• _GIVEN DATA_
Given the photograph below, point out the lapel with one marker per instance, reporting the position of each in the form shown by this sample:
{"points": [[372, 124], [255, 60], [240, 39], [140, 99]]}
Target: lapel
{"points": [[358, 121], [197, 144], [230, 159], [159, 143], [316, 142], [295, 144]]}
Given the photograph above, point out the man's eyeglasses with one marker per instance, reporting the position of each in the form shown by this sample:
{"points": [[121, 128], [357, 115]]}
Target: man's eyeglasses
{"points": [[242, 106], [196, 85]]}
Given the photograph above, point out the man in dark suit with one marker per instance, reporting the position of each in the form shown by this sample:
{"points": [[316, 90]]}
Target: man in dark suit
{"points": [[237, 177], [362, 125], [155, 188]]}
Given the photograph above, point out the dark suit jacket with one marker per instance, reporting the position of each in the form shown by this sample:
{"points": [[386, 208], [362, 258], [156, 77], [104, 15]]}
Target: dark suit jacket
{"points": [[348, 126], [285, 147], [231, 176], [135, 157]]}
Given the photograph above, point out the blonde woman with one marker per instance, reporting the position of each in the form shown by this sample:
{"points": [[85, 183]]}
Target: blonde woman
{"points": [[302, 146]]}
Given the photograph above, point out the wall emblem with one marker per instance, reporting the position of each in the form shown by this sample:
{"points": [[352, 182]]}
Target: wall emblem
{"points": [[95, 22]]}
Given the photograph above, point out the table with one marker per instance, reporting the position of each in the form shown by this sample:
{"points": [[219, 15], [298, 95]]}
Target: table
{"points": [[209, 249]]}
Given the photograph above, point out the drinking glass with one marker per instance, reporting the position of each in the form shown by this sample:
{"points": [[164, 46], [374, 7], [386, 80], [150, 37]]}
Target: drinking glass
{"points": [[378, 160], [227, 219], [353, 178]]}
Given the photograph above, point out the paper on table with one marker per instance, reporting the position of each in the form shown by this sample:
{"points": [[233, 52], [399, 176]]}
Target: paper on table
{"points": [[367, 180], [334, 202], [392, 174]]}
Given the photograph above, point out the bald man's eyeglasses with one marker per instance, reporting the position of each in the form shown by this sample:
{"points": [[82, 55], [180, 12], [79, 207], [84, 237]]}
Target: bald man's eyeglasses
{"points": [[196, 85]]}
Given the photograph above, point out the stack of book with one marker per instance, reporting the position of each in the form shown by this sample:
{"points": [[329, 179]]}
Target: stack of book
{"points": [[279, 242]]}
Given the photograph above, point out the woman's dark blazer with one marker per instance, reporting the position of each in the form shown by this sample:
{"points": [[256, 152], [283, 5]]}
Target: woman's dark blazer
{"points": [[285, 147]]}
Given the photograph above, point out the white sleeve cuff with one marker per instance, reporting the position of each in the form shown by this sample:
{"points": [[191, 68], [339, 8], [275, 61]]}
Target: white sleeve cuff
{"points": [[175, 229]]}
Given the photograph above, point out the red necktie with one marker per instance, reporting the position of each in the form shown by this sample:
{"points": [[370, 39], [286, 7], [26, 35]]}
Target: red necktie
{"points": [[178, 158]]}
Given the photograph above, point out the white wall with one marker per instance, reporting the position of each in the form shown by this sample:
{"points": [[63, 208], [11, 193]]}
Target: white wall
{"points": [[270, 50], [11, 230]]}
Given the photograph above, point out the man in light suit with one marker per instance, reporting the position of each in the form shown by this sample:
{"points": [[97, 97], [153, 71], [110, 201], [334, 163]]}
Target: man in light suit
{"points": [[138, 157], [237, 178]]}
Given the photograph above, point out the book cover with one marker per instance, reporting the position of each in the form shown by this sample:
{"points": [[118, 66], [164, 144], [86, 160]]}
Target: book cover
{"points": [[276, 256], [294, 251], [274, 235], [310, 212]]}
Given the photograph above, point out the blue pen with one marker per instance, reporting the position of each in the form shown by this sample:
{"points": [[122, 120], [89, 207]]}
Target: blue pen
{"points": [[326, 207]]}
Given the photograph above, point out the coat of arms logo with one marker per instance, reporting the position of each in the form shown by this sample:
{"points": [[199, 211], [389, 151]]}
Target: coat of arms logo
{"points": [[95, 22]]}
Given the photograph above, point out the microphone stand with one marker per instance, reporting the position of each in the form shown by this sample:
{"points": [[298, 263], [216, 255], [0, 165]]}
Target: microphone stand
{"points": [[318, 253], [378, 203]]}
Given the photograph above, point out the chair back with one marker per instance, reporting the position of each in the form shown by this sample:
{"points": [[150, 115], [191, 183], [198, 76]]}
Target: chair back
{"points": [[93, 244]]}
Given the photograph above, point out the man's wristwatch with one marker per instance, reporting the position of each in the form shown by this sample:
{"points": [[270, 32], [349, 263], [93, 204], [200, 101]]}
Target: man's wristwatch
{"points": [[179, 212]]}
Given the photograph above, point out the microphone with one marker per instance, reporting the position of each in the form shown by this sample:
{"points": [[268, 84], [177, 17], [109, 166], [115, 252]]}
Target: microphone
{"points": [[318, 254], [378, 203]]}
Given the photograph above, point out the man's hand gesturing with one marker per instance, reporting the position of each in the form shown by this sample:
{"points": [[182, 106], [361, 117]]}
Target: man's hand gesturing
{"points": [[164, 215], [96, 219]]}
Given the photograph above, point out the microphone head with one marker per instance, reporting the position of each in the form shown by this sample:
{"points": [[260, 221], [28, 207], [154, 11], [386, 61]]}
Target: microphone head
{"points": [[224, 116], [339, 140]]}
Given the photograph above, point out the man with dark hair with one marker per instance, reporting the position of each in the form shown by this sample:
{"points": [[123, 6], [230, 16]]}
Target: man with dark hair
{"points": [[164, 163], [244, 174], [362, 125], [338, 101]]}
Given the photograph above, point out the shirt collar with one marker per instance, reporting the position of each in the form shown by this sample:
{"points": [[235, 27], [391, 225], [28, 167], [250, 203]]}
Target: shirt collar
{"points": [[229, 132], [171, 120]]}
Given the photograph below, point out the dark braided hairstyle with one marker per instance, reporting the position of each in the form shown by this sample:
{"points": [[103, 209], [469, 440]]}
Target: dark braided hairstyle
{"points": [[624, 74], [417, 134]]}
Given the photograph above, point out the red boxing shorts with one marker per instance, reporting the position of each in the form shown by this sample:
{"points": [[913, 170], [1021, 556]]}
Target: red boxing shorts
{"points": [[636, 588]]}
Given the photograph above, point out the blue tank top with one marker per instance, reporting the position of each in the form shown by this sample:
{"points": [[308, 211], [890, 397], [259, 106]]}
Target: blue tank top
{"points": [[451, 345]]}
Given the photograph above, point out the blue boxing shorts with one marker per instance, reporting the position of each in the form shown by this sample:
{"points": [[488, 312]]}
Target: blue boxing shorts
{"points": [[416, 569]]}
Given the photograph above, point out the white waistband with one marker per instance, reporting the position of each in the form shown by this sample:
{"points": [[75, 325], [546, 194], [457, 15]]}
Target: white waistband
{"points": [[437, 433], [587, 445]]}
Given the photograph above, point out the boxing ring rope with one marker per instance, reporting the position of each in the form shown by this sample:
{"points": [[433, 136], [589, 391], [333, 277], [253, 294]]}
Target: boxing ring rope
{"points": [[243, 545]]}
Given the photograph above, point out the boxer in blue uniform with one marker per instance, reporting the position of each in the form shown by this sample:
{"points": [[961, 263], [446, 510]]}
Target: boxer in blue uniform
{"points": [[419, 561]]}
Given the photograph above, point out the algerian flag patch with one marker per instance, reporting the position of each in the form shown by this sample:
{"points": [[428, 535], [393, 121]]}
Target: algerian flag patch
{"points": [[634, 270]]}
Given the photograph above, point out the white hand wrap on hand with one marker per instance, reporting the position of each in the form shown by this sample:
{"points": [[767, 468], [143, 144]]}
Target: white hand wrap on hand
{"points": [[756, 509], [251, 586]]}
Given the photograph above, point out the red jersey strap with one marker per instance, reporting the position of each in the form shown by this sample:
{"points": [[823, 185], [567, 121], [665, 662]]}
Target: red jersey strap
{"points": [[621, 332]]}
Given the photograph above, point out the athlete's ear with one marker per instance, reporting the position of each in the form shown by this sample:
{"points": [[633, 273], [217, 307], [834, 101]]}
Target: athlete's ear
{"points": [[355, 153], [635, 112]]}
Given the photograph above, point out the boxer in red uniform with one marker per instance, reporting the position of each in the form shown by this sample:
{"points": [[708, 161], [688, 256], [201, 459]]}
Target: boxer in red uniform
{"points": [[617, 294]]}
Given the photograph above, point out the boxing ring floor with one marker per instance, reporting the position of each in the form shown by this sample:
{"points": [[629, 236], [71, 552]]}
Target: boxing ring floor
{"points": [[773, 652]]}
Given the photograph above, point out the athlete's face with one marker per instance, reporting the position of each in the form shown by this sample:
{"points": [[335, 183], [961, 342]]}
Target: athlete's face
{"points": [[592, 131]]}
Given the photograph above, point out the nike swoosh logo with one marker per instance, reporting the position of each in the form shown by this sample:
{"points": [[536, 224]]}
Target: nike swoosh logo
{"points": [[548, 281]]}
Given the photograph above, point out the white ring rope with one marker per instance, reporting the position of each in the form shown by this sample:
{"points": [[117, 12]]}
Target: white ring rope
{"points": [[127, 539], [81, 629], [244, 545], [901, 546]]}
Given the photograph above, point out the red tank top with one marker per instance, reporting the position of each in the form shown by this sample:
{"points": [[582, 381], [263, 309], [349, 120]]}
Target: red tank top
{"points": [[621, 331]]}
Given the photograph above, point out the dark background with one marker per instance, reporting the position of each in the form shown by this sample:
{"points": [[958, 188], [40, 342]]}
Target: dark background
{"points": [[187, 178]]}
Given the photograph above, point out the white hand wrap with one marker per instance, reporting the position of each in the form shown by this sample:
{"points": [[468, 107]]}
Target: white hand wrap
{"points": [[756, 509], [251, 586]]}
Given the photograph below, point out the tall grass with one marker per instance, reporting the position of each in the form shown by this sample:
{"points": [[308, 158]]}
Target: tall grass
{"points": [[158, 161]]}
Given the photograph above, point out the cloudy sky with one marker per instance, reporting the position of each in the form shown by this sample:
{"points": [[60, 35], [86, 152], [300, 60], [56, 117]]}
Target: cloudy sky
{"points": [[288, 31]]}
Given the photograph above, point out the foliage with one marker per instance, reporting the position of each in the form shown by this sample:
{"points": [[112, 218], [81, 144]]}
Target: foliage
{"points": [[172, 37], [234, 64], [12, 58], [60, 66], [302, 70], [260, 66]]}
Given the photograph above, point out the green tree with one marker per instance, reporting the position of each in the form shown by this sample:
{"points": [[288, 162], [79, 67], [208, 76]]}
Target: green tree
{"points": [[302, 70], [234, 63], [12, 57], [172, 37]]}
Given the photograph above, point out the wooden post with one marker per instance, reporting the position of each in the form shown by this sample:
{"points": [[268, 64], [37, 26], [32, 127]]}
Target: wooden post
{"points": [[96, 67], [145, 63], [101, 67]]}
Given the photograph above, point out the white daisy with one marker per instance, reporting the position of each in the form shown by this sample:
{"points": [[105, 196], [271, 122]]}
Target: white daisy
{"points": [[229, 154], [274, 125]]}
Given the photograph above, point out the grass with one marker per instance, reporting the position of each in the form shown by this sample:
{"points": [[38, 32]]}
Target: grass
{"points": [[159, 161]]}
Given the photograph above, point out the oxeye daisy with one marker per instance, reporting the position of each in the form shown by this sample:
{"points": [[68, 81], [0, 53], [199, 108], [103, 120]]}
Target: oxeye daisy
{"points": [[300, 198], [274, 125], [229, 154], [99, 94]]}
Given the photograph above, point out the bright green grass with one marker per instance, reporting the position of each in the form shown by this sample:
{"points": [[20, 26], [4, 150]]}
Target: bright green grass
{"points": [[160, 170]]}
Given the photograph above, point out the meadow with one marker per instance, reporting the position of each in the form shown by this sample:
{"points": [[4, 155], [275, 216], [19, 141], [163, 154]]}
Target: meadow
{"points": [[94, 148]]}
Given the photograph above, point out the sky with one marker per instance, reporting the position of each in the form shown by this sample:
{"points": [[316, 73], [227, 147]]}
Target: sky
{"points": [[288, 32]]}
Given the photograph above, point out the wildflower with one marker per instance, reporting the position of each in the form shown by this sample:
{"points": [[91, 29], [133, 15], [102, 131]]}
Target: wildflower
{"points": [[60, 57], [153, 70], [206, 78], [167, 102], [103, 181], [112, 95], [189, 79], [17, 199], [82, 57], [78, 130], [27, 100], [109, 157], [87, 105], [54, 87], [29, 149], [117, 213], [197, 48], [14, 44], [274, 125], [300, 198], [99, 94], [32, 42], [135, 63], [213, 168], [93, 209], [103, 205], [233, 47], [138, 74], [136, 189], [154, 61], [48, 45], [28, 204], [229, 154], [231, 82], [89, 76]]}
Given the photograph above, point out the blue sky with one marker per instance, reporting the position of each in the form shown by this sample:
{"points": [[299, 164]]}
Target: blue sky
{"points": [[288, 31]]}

• _WORK ORDER_
Some lines in the material contain "below". Show all of them.

• _PROBLEM SOLUTION_
Given the photograph below, point out the lapel with one marker per instance, reporting the position of each in the form shown by this sample:
Given the photograph below, point out the dark braided hairstyle with one marker per instance, reporting the position of each in the form shown by this sample:
Given the photograph below, point out the tall grass with one marker per instance, reporting the position of each in the form shown by this sample:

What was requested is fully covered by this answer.